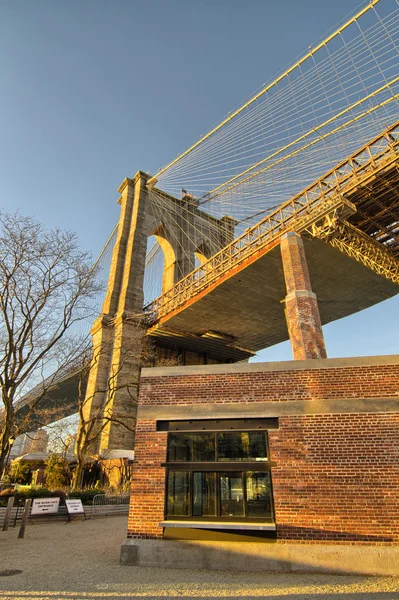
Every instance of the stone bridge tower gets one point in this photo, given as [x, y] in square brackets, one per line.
[117, 334]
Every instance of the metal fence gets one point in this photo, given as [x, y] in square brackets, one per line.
[103, 505]
[110, 504]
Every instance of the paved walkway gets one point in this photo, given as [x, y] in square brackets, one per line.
[81, 560]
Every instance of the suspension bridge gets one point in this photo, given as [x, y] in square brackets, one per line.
[282, 218]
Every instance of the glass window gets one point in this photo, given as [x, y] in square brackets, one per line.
[197, 447]
[178, 500]
[204, 495]
[258, 494]
[246, 445]
[231, 495]
[218, 490]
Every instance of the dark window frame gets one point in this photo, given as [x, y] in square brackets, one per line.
[220, 467]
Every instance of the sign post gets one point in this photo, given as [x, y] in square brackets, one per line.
[7, 517]
[45, 506]
[74, 507]
[25, 518]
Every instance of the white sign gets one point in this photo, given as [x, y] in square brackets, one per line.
[45, 506]
[74, 506]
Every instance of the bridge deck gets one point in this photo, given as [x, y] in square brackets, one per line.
[233, 302]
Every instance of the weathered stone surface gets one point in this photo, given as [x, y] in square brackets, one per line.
[301, 308]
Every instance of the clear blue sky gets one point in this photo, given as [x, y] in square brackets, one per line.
[93, 90]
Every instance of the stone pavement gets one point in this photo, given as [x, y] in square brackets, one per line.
[81, 560]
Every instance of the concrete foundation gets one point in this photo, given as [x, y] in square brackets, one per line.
[273, 557]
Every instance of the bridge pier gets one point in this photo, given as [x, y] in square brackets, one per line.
[301, 307]
[110, 403]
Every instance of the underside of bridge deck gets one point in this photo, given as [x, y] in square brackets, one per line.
[246, 309]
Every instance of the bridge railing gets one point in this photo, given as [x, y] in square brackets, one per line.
[321, 198]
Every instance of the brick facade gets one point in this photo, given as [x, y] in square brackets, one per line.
[336, 476]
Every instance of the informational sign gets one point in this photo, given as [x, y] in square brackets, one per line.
[74, 507]
[45, 506]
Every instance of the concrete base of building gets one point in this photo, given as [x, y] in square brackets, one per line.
[272, 557]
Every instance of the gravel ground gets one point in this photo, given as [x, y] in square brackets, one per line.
[81, 560]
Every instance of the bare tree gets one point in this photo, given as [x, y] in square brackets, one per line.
[47, 286]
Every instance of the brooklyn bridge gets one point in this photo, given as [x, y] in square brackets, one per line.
[281, 219]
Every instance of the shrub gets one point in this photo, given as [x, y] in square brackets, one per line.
[56, 471]
[85, 495]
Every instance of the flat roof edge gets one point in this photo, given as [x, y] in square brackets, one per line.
[289, 365]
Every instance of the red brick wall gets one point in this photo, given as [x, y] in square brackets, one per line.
[343, 382]
[336, 476]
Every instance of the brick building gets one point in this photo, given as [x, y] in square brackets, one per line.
[277, 462]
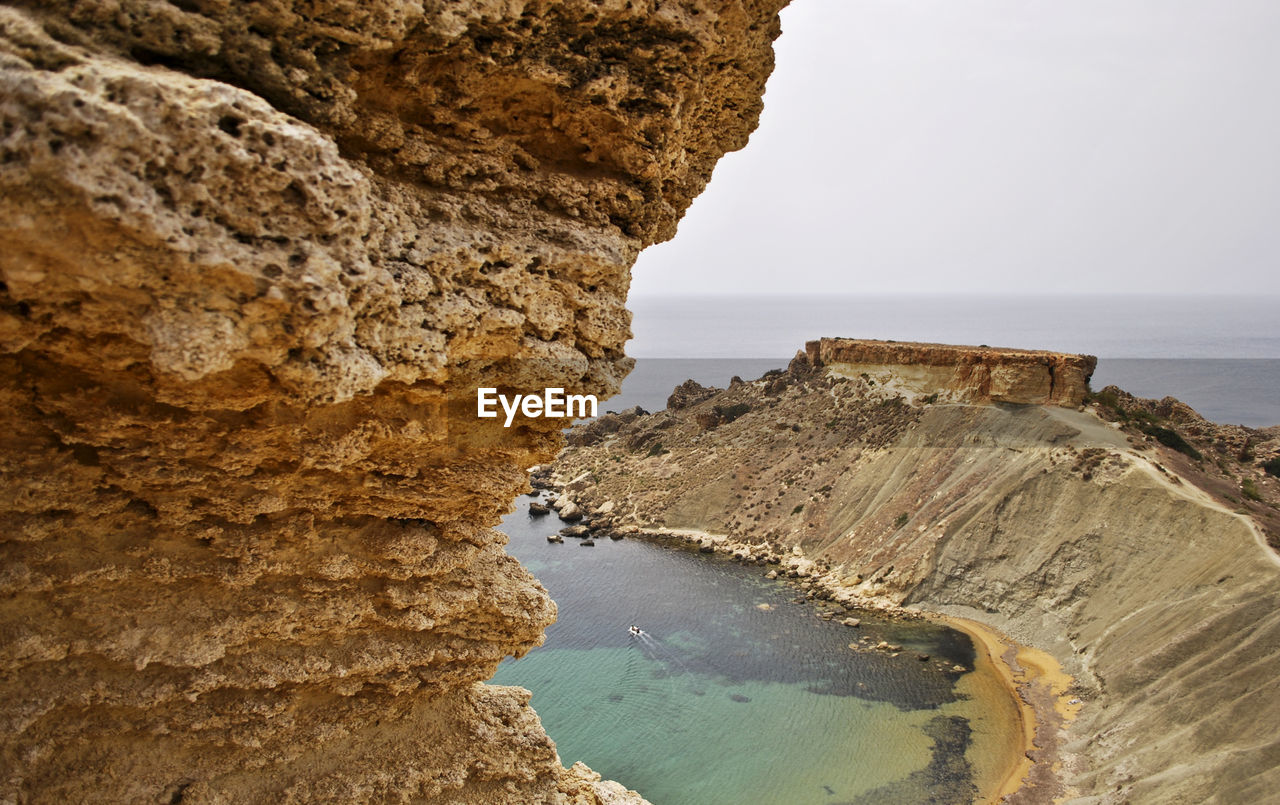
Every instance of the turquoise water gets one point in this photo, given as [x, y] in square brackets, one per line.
[737, 693]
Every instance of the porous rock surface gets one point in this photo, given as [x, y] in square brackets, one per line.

**TASK**
Repeat the records above exactly, leaving out the pictures.

**SOLUTION**
Every instance of the stone bridge tower gets one point in this photo, given as [x, y] in square brackets, one per line.
[117, 334]
Every instance of the metal fence gets one point in this photo, given as [x, y] in square brackets, one per line.
[103, 505]
[110, 504]
Every instance of the paved walkway gets one point in this photo, given as [x, y] in square brackets, one per line.
[81, 560]
Every instance of the suspension bridge gets one point in this photo, given as [x, y] in square brackets, one per line.
[282, 218]
Every instance of the glass window gets one point in this photo, given as [x, y] in square brackets, one per line.
[197, 447]
[178, 500]
[204, 495]
[258, 494]
[246, 445]
[231, 495]
[218, 490]
Every instance of the dark window frame gets one point in this photo, given as [x, y] in square brackets, one per line.
[220, 467]
Every instance of the sign post gets one point in this photo, given as [x, y] in square brackets, one per line.
[7, 517]
[45, 506]
[74, 507]
[25, 518]
Every instance of the white sign gets one point in this photo, given as [x, y] in square brackets, one per line.
[45, 506]
[74, 506]
Every instance of the bridge deck gets one point in this photo, given as [x, y] in square brackets, one per line.
[233, 302]
Every instance of the weathered stone surface gets one point in this photo, given as [x, y] in square brackets, one per line.
[301, 308]
Every instance of the clear blue sky gets one point in this photo, given as [x, y] in square brackets, one per line.
[93, 90]
Every instance of the stone pavement gets one point in this photo, given as [x, y] in square brackets, one per line.
[81, 560]
Every instance of the concrete foundation gets one point in this photo, given as [x, y] in square brackets, one per line.
[273, 557]
Every instance of the bridge pier gets one point in this photo, given as [x, y] in square brackets, one per line.
[301, 307]
[110, 403]
Every instance of the underside of bridge deck gets one point in this photo, given as [x, y] in square brackets, one per line.
[246, 309]
Every instance of the bridge railing gets one point in this photo, given as [x, y] in square brackets, one per line.
[321, 198]
Every instance of the brick facade gets one point in this photo, given as [x, y] in square brackets, one per line.
[336, 476]
Every instance of the informational sign gets one point in this photo, given as [x, y] in square brackets, one per line.
[74, 507]
[45, 506]
Every instance of the concrete base of building gets one point in this photo, given as [x, y] in square brackets, one per line.
[272, 557]
Every instance of the gravel ground gets one point in this photo, given as [x, y] in square brackets, one per line.
[81, 560]
Every instance of the bare tree gets one point in this photo, given as [x, y] in square brackets, one per line.
[47, 286]
Every instance of the brooklyn bridge gets one point in this photo, given as [x, y] in square brackets, one per line.
[281, 219]
Every instance of the shrub gets one point in this photo, given as [x, y] in square brackets, one per line.
[56, 471]
[85, 495]
Every instance of the flat roof edge gets one point in this photo, given as [x, y] in square brackets, one per line.
[289, 365]
Every instance of the red brick wall gets one point in this photo, given as [x, y] in square brackets, one per line.
[343, 382]
[336, 476]
Every instance of the brick building gets one point in this photo, given as [x, y] in square brackets, one per line.
[277, 462]
Every instance of the turquoise water gets one point in this photo, given as [x, y] in square brackets, one per line.
[737, 693]
Every instance of the porous rock surface gets one point in this photo, given as [x, y] in square brackets, one per line.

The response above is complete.